## begin Materials provided
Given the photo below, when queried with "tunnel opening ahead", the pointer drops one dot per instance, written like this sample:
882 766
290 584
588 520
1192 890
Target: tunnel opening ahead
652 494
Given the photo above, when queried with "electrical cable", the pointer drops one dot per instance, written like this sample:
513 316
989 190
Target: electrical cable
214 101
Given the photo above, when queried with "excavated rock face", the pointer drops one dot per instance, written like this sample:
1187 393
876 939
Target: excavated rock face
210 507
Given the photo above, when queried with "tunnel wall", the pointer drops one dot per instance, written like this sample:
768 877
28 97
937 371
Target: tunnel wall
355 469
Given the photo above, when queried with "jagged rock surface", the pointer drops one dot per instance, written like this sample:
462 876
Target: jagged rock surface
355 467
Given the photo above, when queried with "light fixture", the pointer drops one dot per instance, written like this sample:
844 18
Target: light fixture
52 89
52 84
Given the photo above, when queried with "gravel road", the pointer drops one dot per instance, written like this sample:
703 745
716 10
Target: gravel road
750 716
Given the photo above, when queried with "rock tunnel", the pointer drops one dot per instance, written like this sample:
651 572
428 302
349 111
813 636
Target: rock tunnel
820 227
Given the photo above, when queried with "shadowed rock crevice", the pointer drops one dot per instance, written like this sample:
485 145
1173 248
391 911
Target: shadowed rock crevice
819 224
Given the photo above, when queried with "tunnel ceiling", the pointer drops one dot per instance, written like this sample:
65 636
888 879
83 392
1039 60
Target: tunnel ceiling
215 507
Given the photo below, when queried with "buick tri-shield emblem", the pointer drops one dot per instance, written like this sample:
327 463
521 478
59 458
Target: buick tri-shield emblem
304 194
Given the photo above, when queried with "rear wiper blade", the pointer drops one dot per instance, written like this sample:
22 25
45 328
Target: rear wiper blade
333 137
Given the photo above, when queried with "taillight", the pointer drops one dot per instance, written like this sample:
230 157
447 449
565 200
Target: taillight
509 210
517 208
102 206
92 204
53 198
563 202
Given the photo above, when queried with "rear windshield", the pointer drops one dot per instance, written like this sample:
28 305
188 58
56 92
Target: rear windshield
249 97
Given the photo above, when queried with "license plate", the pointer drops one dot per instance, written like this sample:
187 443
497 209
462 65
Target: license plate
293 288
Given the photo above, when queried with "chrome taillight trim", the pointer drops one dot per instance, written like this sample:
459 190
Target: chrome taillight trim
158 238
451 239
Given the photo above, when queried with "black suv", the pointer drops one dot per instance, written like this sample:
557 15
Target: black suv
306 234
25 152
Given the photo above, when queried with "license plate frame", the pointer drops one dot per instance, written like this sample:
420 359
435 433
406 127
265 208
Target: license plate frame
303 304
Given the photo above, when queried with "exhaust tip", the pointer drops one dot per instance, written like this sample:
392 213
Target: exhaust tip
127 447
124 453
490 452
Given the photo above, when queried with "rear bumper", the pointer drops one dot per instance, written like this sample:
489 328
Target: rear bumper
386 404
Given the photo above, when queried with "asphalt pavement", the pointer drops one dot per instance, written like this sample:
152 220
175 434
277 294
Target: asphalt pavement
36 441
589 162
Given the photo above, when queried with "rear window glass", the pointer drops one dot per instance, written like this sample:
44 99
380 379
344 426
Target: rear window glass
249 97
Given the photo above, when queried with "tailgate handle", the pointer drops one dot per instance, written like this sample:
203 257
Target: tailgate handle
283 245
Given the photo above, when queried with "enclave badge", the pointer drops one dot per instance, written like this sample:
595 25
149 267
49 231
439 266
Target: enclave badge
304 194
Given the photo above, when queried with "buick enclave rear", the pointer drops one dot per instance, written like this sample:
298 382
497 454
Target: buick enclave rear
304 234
## end Materials provided
-- Aim --
Give back the whole listing, word for word.

-- Response for this exercise --
Given the photo below, when queried with "tunnel opening ahead", the pointer drops one dot per instance, written like this sample:
882 766
290 584
588 520
1192 890
Target: tunnel opening ahead
652 494
Given the photo above, when queried with "electrical cable", the pointer drops one dot per instance, written like this sample:
513 316
989 190
Target: electrical cable
214 101
Given the photo above, when queried with "excavated rock face", the pointer drops one dot per instance, written like this sample:
1187 393
876 939
Target: excavated rock face
210 507
Given the photo above, when queried with "tunnel wall", the pointer drops one dot per instance, written like this sample:
768 877
28 97
937 371
Target: tunnel wall
355 469
Given the photo above, when queried with "jagged rock surface", the pointer drops one dot per instance, written like this sample:
462 876
Target: jagged rock surface
355 467
Given the photo above, when queried with "light fixture", the pointer drops one dot per instance, written like this sample:
844 18
Target: light fixture
52 89
52 84
Given the photo above, when queried with "gravel road", the pointer drops one dot per instance, written like this sample:
703 745
716 10
Target: gravel road
750 716
Given the photo above, when queried with "rock tunnel", the pointer drops one dot per instance, written like this sample:
651 572
428 302
349 111
813 636
Target: rock tunnel
820 227
Given the photo above, when queried with "shadowed rock crevice", the pointer drops one dot per instance, written like this sample:
485 145
1173 248
391 911
Target: shadowed rock crevice
819 224
Given the photo above, when queried with "tunnel ceiling", the pointer drops one dot per instance, written like this sample:
65 636
888 879
83 392
1039 60
Target: tunnel ceiling
215 507
Given the photo below, when queried with "buick tri-shield emblem", the pointer drops one dot per instance, written like this sample:
327 463
521 478
59 458
Target: buick tri-shield emblem
304 194
Given the photo above, when queried with "rear wiper blade", the pointer drops one dot per instance, written like this sample:
22 25
45 328
Target: rear wiper blade
333 137
Given the photo above, when queried with "taillight", the pointer drops one dot per instance, written like this sample:
230 157
447 449
565 200
Target: taillight
509 210
517 208
102 206
92 204
53 198
563 202
Given the photo above, when queried with "rear windshield", the pointer drops one dot per instance, written like this sample:
28 305
188 58
56 92
Target: rear windshield
249 97
Given the photo above, when queried with "license plate", the pointer drops one dot per instance, written like this sample:
187 443
497 209
462 65
Target: license plate
293 288
Given the photo above, when queried with "chrome taillight trim", the pointer drops one dot per instance, written like this sample:
459 190
Target: chrome taillight trim
158 238
451 239
Given the photo above, when queried with "black suv", the pointer drops one dot per instance, written like this sample:
557 15
Target: black suv
306 234
25 152
Given the photo above, when queried with "license plate frame", the pointer drops one dot per instance, written like this sample:
420 359
435 433
406 127
265 208
Target: license plate frame
303 304
Given the photo above, when queried with "exhaust tip", the pointer drops one dot per instance, written like this sample:
392 213
Target: exhaust tip
127 447
124 453
490 452
Given the photo above, when queried with "rear bumper", the pointer drops one dot per instance, written like this sample:
489 328
Target: rear bumper
386 404
Given the photo above, when queried with "asphalt pavement", the pointer drops one dot per instance, written like this sample:
152 220
175 434
277 294
Target: asphalt pavement
36 441
589 162
Given the photo above, when queried with "rear window glass", the pointer drops one dot per instance, written like this sample:
44 99
380 379
344 426
Target: rear window glass
249 97
Given the photo above, when queried with "tailgate handle", the pointer drops one dot per instance, written like this sample:
203 257
Target: tailgate handle
283 245
Given the photo above, when queried with "enclave badge", the pointer drops one dot per instance, written like this sample:
595 25
149 267
49 231
439 266
Target: enclave badge
304 194
Given the photo above, when queried with "buick enclave rear", the pointer drops one dot per instance, written like this sample:
298 382
497 454
Target: buick enclave rear
304 234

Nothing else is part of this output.